◆ Data records ◆

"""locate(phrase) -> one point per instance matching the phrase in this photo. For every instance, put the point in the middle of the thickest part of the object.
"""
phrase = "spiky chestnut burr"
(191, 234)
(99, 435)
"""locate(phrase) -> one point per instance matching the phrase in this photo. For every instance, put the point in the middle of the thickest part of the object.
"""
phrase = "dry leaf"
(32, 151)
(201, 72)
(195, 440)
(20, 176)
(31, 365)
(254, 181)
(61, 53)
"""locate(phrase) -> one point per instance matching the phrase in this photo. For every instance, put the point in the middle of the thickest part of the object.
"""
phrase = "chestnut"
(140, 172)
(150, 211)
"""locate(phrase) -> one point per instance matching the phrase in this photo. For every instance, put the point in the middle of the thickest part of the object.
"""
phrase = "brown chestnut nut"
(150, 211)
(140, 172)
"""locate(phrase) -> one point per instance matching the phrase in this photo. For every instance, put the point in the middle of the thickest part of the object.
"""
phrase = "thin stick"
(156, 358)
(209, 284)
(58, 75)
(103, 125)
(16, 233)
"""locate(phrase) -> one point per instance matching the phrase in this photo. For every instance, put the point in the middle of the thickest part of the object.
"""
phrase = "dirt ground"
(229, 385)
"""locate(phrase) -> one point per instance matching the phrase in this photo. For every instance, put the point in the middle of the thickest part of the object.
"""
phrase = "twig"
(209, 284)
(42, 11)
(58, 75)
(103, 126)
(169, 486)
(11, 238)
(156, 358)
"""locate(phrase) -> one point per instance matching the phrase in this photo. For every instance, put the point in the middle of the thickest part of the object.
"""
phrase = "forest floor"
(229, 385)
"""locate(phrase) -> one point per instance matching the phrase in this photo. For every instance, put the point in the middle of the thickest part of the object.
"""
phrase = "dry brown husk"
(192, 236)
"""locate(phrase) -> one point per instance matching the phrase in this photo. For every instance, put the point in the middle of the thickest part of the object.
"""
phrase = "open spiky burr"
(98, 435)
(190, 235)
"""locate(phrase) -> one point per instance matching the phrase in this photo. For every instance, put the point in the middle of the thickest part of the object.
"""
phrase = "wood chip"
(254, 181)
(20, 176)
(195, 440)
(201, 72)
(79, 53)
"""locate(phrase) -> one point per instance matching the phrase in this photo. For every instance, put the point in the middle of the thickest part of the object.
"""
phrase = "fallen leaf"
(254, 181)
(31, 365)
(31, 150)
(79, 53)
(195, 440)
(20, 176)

◆ Given exercise ◆
Repeat the records above in full, character for character.

◆ Final answer ◆
"""locate(phrase) -> one point per instance matching the phrase in this photo. For every instance, put the point in the middle of the thickest part of the object.
"""
phrase = "spiky chestnut burr"
(191, 234)
(99, 435)
"""locate(phrase) -> one point per instance matching the phrase in this photo. For every instance, put the point in the middle of the thickest part of the object.
"""
phrase = "dry leaf"
(32, 151)
(201, 72)
(195, 440)
(20, 176)
(31, 365)
(254, 181)
(61, 53)
"""locate(phrase) -> one point per instance matching the phrase in this photo. For every instance, put the point in the middle of the thickest part of the object.
"""
phrase = "chestnut"
(140, 172)
(150, 211)
"""locate(phrase) -> one point per instance matching the phrase in this photo. For every instance, put the point in the middle of the thickest part of the object.
"""
phrase = "brown chestnut nut"
(150, 211)
(140, 172)
"""locate(phrase) -> one point per instance matching the phrase in this photo. For every instance, put the point in the middle of the thickest part of the object.
"""
phrase = "thin stick"
(156, 358)
(209, 284)
(58, 75)
(103, 125)
(16, 233)
"""locate(phrase) -> one point per instance matching the phrase in this photo. For every instance, put the point in the middle of the thickest part of the object.
"""
phrase = "dirt ground"
(229, 385)
"""locate(phrase) -> one point per instance matching the phrase in this photo. For every instance, put the point in the middle of the thickest part of the object.
"""
phrase = "twig"
(209, 284)
(42, 11)
(58, 75)
(103, 126)
(169, 486)
(11, 238)
(156, 358)
"""locate(phrase) -> one point per instance matching the phrase in this photo. For every instance, put the point in the middle of the thickest part of the object.
"""
phrase = "forest floor"
(229, 385)
"""locate(phrase) -> one point per instance matching the phrase in this photo. For every instance, put the point in the middle of the thickest part of the object.
"""
phrase = "dry brown husk"
(192, 236)
"""locate(phrase) -> one point per instance matching the phrase in this photo. For every instance, put the point in the middle of the thickest part of the object.
"""
phrase = "open spiky burr"
(98, 435)
(190, 235)
"""locate(phrase) -> one point per instance matching the phrase in this photo. For every instance, put the point in the middle of the thickest part of the object.
"""
phrase = "wood chip"
(254, 181)
(20, 176)
(195, 440)
(201, 72)
(79, 53)
"""locate(phrase) -> one point per instance matching the phrase in this photo. For every instance, put the point in the middle of the thickest part of the object.
"""
phrase = "fallen leaf"
(254, 181)
(31, 365)
(31, 150)
(79, 53)
(195, 440)
(20, 176)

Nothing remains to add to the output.